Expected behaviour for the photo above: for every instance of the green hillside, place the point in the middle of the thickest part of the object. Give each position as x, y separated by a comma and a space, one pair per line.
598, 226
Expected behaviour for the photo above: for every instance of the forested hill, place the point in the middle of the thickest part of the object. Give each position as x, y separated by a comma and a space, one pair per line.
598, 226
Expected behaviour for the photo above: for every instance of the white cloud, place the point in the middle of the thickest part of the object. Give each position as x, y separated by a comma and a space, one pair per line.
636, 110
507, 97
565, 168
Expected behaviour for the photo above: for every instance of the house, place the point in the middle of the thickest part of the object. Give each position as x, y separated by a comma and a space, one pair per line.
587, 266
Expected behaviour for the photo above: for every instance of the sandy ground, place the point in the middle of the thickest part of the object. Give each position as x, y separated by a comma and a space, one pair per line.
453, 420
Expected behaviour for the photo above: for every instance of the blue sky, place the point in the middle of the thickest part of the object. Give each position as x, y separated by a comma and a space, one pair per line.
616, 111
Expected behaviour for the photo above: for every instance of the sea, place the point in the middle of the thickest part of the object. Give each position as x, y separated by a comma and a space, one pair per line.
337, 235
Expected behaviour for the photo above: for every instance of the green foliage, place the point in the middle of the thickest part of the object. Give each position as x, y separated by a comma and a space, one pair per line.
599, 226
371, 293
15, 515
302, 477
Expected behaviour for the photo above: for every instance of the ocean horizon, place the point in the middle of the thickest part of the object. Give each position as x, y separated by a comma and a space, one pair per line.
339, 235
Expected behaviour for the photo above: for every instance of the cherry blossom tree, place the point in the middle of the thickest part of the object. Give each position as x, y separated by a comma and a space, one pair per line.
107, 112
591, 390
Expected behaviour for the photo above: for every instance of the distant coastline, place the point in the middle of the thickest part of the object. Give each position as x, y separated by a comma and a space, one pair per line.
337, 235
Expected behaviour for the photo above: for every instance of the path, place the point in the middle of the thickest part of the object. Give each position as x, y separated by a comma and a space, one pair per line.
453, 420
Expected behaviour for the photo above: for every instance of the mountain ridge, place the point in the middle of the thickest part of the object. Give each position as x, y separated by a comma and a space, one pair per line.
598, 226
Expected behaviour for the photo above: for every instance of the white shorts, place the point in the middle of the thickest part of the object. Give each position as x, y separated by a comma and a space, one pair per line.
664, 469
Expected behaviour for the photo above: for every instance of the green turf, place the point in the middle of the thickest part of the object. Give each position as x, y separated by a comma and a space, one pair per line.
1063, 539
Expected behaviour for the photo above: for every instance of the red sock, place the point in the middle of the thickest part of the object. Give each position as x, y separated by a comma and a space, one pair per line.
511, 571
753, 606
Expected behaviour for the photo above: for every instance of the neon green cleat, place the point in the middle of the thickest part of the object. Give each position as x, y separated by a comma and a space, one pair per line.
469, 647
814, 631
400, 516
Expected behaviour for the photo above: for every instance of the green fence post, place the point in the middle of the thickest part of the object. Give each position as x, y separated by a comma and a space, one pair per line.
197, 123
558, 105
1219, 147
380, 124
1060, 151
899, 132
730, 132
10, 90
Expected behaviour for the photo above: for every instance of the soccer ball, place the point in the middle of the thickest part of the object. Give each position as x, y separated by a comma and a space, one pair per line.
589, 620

● JOB:
Starting at the line that contains "the green fence" and ending at the last line of the data, write out every line again, shifting each coordinate by adding 107 to both numbers.

● ANSWER TO THIS EXERCISE:
Expected behaviour for the photo above: for every instance of the green fence post, place the point in the middle of the thickest part of the object. Give each position as x, y separated by a comma and a space, one pair per line.
304, 230
665, 212
1326, 254
487, 231
1167, 258
1006, 239
837, 239
117, 197
Expected behaviour for the photo above: for every instance of the soccer ball, place the point in the middle of the thickest part of the object. Give each position as x, y separated by a comma and a space, one pair per line.
696, 727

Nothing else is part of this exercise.